TASK ITEM:
Restate word for word the lines of the records below, starting at the line that contains "point: front bumper" and ending at the line that contains "Target: chevrolet silverado 2500", with both of those lines included and nothing else.

RECORDS TO USE:
· · · ·

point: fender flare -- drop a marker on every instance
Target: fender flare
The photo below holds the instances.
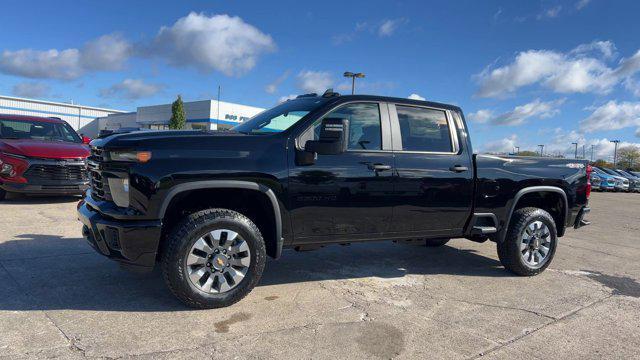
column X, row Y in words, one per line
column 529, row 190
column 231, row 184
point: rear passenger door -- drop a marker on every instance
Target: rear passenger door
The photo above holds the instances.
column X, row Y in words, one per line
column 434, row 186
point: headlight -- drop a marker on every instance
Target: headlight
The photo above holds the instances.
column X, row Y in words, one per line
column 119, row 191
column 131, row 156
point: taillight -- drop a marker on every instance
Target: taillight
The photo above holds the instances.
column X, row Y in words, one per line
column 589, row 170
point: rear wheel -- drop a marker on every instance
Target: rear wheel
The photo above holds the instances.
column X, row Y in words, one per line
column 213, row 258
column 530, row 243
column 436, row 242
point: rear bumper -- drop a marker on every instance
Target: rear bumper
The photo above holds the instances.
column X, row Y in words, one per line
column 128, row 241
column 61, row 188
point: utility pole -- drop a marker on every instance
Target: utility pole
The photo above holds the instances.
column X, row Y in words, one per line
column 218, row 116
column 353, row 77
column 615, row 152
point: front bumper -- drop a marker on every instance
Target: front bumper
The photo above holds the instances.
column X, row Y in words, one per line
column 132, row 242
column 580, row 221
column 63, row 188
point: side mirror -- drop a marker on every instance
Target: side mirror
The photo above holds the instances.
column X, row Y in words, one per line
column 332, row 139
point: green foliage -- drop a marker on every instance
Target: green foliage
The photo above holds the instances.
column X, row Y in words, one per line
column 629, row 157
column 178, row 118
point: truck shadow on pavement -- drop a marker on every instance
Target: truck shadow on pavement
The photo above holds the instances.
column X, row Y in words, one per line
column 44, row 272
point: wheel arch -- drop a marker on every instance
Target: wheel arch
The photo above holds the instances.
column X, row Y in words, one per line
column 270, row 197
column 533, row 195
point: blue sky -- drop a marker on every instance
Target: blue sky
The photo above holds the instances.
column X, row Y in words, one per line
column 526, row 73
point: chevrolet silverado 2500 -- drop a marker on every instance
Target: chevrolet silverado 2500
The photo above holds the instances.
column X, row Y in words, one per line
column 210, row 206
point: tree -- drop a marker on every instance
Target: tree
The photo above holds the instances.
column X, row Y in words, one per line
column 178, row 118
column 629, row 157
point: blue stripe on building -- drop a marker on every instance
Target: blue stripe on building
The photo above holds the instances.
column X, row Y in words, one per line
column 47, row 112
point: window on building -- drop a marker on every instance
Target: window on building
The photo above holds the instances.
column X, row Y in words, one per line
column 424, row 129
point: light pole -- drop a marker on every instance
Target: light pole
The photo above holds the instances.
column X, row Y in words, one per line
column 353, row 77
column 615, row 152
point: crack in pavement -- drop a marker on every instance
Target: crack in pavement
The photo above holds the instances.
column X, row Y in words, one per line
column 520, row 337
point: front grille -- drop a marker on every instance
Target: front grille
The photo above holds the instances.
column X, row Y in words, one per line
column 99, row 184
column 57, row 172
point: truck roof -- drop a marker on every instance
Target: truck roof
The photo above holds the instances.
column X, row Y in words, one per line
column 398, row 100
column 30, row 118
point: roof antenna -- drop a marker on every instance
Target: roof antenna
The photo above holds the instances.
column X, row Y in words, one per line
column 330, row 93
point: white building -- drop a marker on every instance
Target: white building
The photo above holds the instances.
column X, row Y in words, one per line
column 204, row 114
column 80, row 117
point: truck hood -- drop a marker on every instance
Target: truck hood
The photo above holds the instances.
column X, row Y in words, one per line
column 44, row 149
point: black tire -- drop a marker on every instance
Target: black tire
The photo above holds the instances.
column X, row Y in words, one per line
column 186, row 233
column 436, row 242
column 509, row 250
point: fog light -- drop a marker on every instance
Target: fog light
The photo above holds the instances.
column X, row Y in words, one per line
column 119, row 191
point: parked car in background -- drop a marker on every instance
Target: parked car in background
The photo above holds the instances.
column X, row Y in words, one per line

· · · ·

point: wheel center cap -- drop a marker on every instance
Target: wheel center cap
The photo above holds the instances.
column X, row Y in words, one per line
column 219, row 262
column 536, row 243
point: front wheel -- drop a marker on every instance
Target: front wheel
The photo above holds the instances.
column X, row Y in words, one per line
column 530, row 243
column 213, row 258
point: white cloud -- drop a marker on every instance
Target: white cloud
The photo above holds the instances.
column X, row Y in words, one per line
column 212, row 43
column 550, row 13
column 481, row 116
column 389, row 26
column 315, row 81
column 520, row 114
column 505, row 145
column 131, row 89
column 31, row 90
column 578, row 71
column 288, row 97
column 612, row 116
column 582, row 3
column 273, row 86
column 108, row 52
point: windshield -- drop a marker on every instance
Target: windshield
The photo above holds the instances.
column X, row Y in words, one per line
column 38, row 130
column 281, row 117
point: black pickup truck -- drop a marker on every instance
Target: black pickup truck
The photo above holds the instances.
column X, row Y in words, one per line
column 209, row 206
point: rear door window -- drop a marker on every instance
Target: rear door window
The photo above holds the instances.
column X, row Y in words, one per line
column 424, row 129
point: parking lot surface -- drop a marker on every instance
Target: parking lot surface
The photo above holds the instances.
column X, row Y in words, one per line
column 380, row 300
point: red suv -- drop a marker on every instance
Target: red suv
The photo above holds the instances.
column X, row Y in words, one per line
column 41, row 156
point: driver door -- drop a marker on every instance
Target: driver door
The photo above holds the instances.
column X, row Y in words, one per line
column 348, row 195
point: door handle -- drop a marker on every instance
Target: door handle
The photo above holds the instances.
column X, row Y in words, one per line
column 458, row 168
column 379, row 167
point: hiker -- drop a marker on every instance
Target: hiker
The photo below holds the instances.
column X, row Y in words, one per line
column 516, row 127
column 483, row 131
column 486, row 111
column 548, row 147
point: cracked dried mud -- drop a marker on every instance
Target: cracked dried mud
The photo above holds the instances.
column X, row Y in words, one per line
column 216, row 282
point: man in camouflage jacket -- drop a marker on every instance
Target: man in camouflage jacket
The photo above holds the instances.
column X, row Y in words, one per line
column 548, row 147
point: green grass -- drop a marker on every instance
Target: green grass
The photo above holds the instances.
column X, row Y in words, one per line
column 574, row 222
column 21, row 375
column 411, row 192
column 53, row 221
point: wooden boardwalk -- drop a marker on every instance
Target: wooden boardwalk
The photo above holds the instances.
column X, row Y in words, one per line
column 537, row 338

· · · ·

TASK SOLUTION:
point: front bumper -- drop a marker on every instance
Target: front bumper
The photo above holds the instances.
column X, row Y in words, one per line
column 132, row 242
column 580, row 221
column 63, row 188
point: side mirror -- drop a marker on every instance
Target: side mirror
The photo above holds the instances.
column X, row Y in words, one per line
column 332, row 139
point: green foliage -- drop a marker on every instance
Target: green foliage
The photo above holds the instances.
column X, row Y in words, one per line
column 629, row 157
column 178, row 118
point: truck shadow on pavement -- drop a marker on every instance
Target: truck shadow on pavement
The photo above holds the instances.
column X, row Y in words, one per line
column 44, row 272
point: wheel arch -- drop a marker on every instance
Target: wheel arch
The photo above holds the instances.
column X, row Y in words, one per line
column 270, row 197
column 533, row 195
point: blue sky -- drop a marker on every instance
Target: blue sky
The photo above holds the instances.
column X, row Y in words, one per line
column 526, row 73
point: chevrolet silverado 2500 -- drop a marker on every instance
Target: chevrolet silverado 2500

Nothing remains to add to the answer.